═════ ФРАГМЕНТ ДОКУМЕНТА

39 Но прошло время, и в итоге были сформированы сменяемые элиты, которые даже при разнице своих политических программ были абсолютно единодушны и последовательны в отстаивании, сохранении и развитии демократических ценностей. Потому что эффективность демократической плюралистической политической структуры, как выяснилось, зависит не только от добросовестной конкуренции, но в огромной степени от приверженности демократическим ценностям профессиональных элит [Innes 2013, p. 9–10].
40 Постсоциалистическим странам, быстро ассоциировавшимся с ЕС или вступившим в него, было несколько проще, чем тем, которые остались за пределами Европейского клуба. Вступившие были накрепко связаны не только своими Конституциями и Европейской Конвенцией, но и жесткими регулирующими предписаниями Евросоюза, о выполнении которых должны были ежегодно отчитываться. То есть возможность для ретроманевра у них была минимальной. Но своих настоящих элит они все же сформировать не успели. Поэтому, например, Венгрия и Польша после поражения социал-демократов пережили попытки восстановления левой политической монополии фактически “партийного захвата государстваˮ. В июне 2017 г. в Венгрии приняли закон, аналогичный российскому закону об иностранных агентах. В итоге в деле российских иностранных агентов (“Экозащитаˮ и остальные против Российской Федерации) ЕСПЧ сразу предложил выступить в качестве третьих лиц Венгерскому Хельсинкскому комитету, Венгерскому союзу гражданских свобод, местному отделению Transparency International, центру журналистских расследований Atlatszo.hu и Институту политики имени К. Этвеша, основанному Фондом Сороса, подпадающим под действие этого закона7.
7. См.: Российские иноагенты получили подкрепление в Страсбурге. К жалобе отечественных НКО присоединились венгерские правозащитники (https://www.kommersant.ru/doc/3392259).
41 Еще в одной группе стран (Чехия, Словакия, Румыния, Болгария и Латвия) политические элиты оказались более предприимчивыми и создали “брокерскиеˮ партийные системы, в которых государственная политика является побочным продуктом экономической конкуренции. И все же все пять государств показывают высокий уровень партийно-корпоративного захвата государства, в котором государственная власть осуществляется в первую очередь для личной выгоды.

══════════

**ОБЯЗАТЕЛЬНЫЕ ЗАДАНИЯ**
1) Перепишите дословно часть текста о постсоциалистических элитах, начиная со слов «41 Еще в одной» и продолжая вплоть до слов «для личной выгоды.».
2) Продолжите текст о постсоциалистических элитах, начав сразу после его последнего предложения.

═════ БЛОК ДАННЫХ

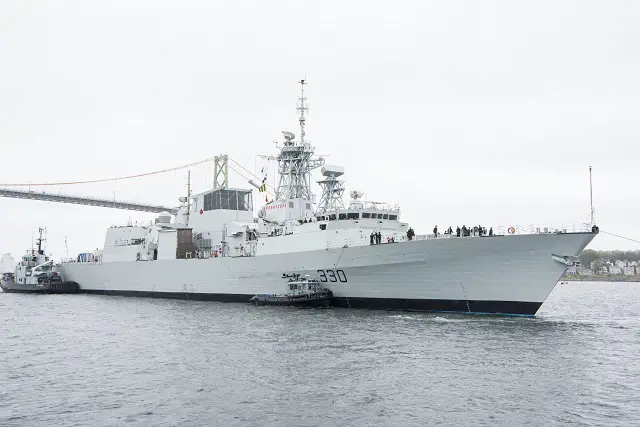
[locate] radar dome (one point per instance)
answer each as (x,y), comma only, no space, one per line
(163,218)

══════════

**ОТВЕТЫ**
1)
41 Еще в одной группе стран (Чехия, Словакия, Румыния, Болгария и Латвия) политические элиты оказались более предприимчивыми и создали “брокерскиеˮ партийные системы, в которых государственная политика является побочным продуктом экономической конкуренции. И все же все пять государств показывают высокий уровень партийно-корпоративного захвата государства, в котором государственная власть осуществляется в первую очередь для личной выгоды.

2)
42 В связи с этим в научный оборот был введен термин “массовые элитыˮ. С.Дж. Коэн определил их как идеологически неангажированные и, следовательно, мотивированные краткосрочным личным корыстным интересом [Cohen 1999, p. 5–6]. В Чехии, Румынии, Болгарии, Латвии и, с оговорками, в Словакии такие массовые элитные “тусовкиˮ при отсутствии профессиональных демократических элит по-прежнему преобладают. Несмотря на очень разное экономическое наследие каждой из стран и сроки реформ, их сближение с брокерской моделью государства очевидно. И именно эти массовые элиты становятся (зачастую чисто случайно) участниками политической конкуренции. Это – “партии-бизнес-фирмыˮ, а не общественные организации, в которых общественно-производимые блага становятся сопутствующими по отношению к их реальной цели, а политика вообще оказывается "побочным продуктом" [Hopkin, Paolucci 1999]. Они формулируют политику, чтобы выиграть выборы, а не выигрывают выборы, чтобы формулировать политику.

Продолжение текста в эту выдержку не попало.